[[ DATASET RECORDS open ]]
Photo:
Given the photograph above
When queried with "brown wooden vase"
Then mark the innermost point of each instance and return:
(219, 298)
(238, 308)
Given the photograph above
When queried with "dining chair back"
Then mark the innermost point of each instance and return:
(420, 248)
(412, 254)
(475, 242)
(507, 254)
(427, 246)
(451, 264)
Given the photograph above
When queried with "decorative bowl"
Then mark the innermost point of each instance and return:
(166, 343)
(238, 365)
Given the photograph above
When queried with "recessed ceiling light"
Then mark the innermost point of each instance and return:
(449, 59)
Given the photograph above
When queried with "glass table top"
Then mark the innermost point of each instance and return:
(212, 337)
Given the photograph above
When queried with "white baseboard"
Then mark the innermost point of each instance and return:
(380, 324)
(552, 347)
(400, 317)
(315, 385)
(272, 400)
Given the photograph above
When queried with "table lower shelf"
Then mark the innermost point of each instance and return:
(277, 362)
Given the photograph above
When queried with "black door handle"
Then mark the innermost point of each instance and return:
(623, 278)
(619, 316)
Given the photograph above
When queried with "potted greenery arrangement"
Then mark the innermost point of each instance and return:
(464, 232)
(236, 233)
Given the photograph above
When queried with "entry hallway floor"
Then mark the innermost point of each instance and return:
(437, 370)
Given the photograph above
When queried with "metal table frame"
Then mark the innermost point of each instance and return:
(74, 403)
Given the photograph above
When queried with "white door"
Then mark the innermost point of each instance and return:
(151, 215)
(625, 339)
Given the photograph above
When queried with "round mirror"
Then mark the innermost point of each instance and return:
[[ DATASET RECORDS closed ]]
WHAT TO DO -> As the exercise requires, copy out the data shown above word for word.

THE COMPLETED TASK ->
Photo:
Given the photograph above
When queried with "brown wooden vase"
Then mark the innermost point of each instance and return:
(219, 298)
(238, 308)
Given the photograph above
When queried with "dining chair back"
Then mark the innermost point of each instance and return:
(420, 248)
(412, 254)
(475, 242)
(507, 254)
(427, 246)
(451, 264)
Given the photograph above
When queried with "decorative bowl"
Then mark the innermost point of each instance and return:
(166, 343)
(238, 365)
Given the photograph above
When queried with "recessed ceiling light"
Then mark the innermost point of each instance and return:
(449, 59)
Given the photograph above
When queried with "glass table top"
Then mark the innermost point of each instance and return:
(212, 337)
Given the photograph above
When queried with "white baseboard"
Then mark the innermost point of each instance and return:
(380, 324)
(552, 347)
(400, 317)
(315, 385)
(272, 400)
Given the photograph above
When queried with "table lower shelf"
Then mark the innermost point of each instance and return:
(277, 362)
Given the photograph above
When queried with "black door handle"
Then mark the innermost point of each instance and return:
(623, 278)
(619, 316)
Given the photograph above
When queried with "potted greenery arrangement"
Then mark the innermost point of each instance and return:
(464, 232)
(236, 233)
Given the photograph above
When queried with "entry hallway floor"
Then mark the innermost point of each instance and return:
(437, 370)
Given the photograph above
When queried with "metal table frame"
Then mark the innermost point of each instance and return:
(74, 403)
Given the photograph above
When queried with "white door"
Then mark the innermost point of each instance and return:
(151, 215)
(625, 339)
Given the photograph above
When queried with "round mirror"
Then mark the innermost point of each instance and return:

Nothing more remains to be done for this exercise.